Set down every entry exactly as it stands, omitting any picture.

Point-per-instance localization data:
┄┄┄┄┄┄┄┄┄┄

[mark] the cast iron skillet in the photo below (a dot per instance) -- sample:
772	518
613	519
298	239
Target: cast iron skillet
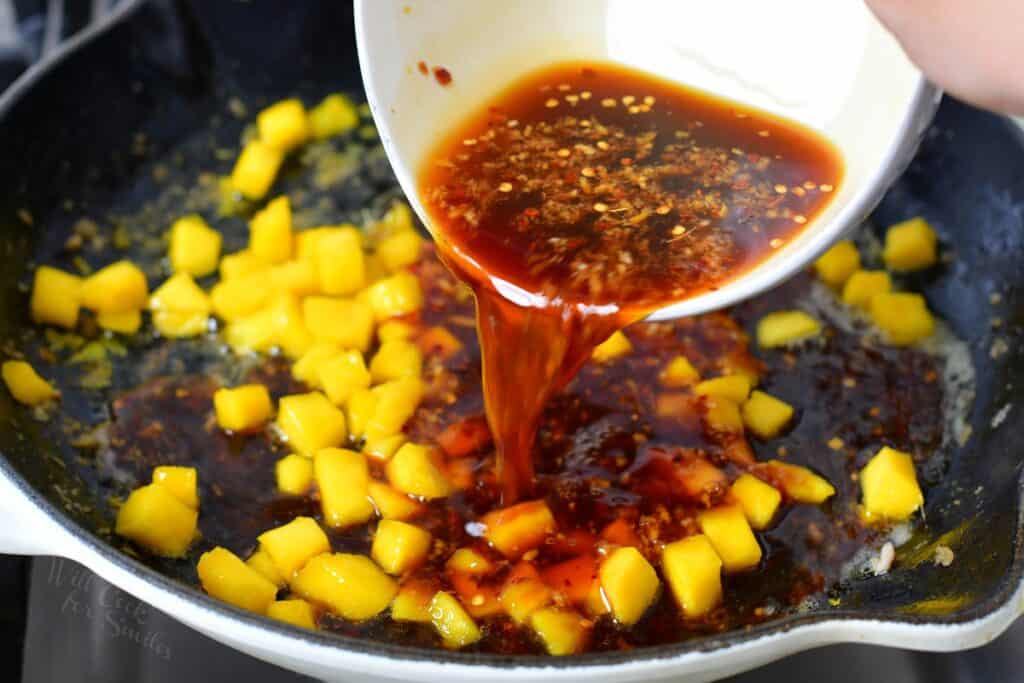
71	146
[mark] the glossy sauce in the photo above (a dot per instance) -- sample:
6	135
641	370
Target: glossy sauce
585	197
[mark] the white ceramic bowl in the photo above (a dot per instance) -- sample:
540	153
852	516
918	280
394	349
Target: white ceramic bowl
829	66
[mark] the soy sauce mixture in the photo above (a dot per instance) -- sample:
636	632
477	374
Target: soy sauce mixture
585	197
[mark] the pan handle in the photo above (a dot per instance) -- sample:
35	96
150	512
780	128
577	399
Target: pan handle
26	528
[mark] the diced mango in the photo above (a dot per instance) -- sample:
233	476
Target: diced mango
412	470
515	529
270	231
126	323
343	375
786	327
154	518
800	483
413	602
284	125
399	547
195	247
759	500
181	482
26	385
294	544
350	586
343	479
310	422
226	578
561	631
732	387
56	297
909	246
243	409
297	612
612	347
294	474
349	324
255	169
340	263
903	317
261	562
890	486
693	571
395	359
456	628
679	373
395	296
765	415
864	286
730	534
117	288
392	504
240	264
334	116
837	264
629	583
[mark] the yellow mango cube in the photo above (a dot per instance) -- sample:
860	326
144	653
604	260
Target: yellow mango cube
340	262
910	246
392	504
346	323
154	518
759	500
517	528
255	169
765	415
786	327
890	487
117	288
731	387
679	373
260	561
243	409
343	479
730	534
270	231
693	571
181	482
395	296
630	584
413	471
343	375
399	547
903	317
310	422
612	347
395	359
195	247
864	286
26	385
296	612
294	544
837	264
400	250
226	578
56	296
126	323
284	125
334	116
294	474
350	586
455	626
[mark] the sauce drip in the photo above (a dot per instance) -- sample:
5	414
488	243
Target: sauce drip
585	197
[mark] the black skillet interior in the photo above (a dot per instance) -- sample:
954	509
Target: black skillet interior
80	139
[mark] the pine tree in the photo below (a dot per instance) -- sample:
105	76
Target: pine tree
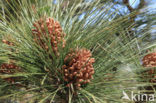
49	54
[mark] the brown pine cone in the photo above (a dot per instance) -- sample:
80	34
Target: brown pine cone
78	68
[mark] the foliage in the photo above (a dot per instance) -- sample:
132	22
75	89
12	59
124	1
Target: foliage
117	55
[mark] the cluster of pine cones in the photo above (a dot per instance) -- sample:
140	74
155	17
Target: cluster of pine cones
78	64
78	68
49	30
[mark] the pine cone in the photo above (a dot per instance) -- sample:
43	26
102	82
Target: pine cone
149	60
48	29
78	68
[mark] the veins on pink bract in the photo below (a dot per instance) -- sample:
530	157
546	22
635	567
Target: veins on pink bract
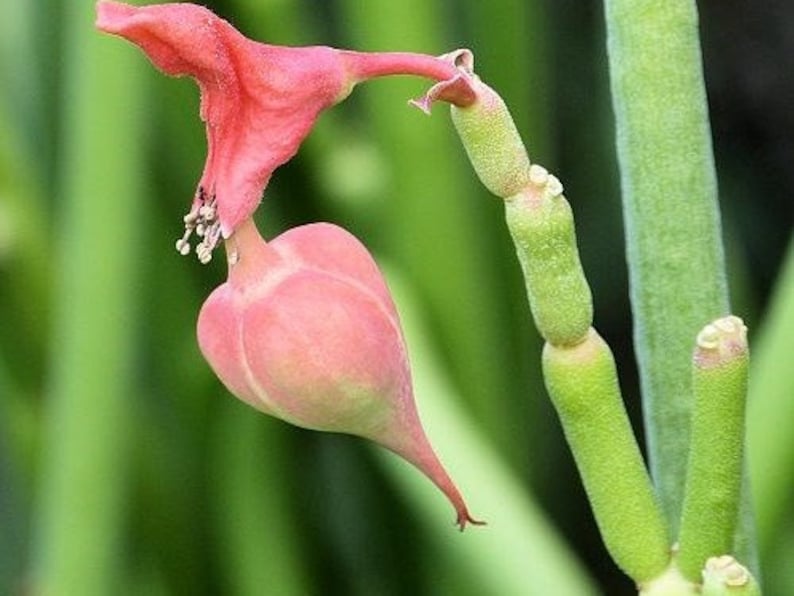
304	328
258	101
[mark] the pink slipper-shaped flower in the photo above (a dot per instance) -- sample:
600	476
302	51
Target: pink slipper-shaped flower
305	330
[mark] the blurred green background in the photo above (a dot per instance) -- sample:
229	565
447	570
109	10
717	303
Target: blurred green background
126	468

┄┄┄┄┄┄┄┄┄┄

* Answer box
[mark] the cast iron skillet in the photo below (a dot per instance) -- sample:
772	518
613	519
298	239
Target: cast iron skillet
71	146
[mark] the glossy sauce in the photo above (a dot per instance) -- sample:
6	135
641	370
Target: glossy sauce
585	197
[mark] the white ceramic bowl in the photo above (a dot per instance) -- sample:
540	153
852	516
918	280
394	349
Target: white ceramic bowl
829	66
[mark] the soy sauce mixture in the photo above (a dot per instance) -- sample:
636	632
477	374
Target: soy sauce mixture
585	197
[mark] the pan handle in the photo above (a dot per instance) -- sample:
35	96
150	512
780	128
577	399
Target: pan handle
26	528
[mark] the diced mango in the photo above (a dot per instance) -- sample:
233	476
Target: diced mango
412	470
515	529
270	231
126	323
343	375
786	327
154	518
800	483
413	602
284	125
399	547
195	247
759	500
181	482
26	385
294	544
350	586
343	479
310	422
226	578
561	631
732	387
56	297
909	246
243	409
297	612
612	347
294	474
349	324
255	169
340	263
903	317
261	562
890	486
693	571
395	359
456	628
679	373
395	296
765	415
864	286
730	534
117	288
392	504
240	264
334	116
837	264
629	583
[mark] the yellow mango cube in the photo above (a dot per instance) -- sample:
860	326
144	653
604	260
Target: yellow mango cube
340	262
910	246
392	504
346	323
154	518
759	500
517	528
255	169
765	415
786	327
890	487
117	288
731	387
679	373
260	561
243	409
343	479
730	534
270	231
693	571
181	482
395	296
630	584
413	471
343	375
399	547
903	317
310	422
612	347
395	359
195	247
864	286
26	385
296	612
294	544
837	264
400	250
226	578
56	296
126	323
284	125
334	116
294	474
350	586
455	626
[mark] the sauce drip in the photo above (a dot per instance) -- sample:
5	414
488	243
Target: sauce drip
585	197
[mark] the black skillet interior in the photo above (a dot per instance) -- sample:
954	509
Target: black skillet interior
80	139
[mark] the pine tree in the photo below (a dot per instance) -- sample:
105	76
Target: pine tree
49	54
[mark] the brown pine cone in the photo above (a dot per instance) -- sample:
80	34
Target: brown pine cone
78	68
[mark] the foliage in the photo above (a dot per instance) -- sample:
132	22
75	89
12	59
124	1
Target: foliage
117	55
[mark] the cluster of pine cones in the photo above (a dot per instance) -- sample:
140	74
155	17
Target: cluster of pine cones
78	64
78	68
49	30
[mark] the pine cone in the photo above (a dot per instance) -- sample:
43	26
102	82
Target: pine cone
149	60
48	29
78	68
[mark] the veins on pink bract in the photo below (a dot per instance) -- sample:
530	157
546	22
635	567
Target: veins on pink bract
304	328
258	101
[mark] the pink slipper-shaped flower in the photo above (a dot per instance) -- sample:
600	476
302	51
Target: pink slipper-shaped flower
305	330
[mark] the blurred green background in the photo above (a dot per instance) -- sample:
229	565
447	570
109	10
717	303
Target: blurred green background
126	468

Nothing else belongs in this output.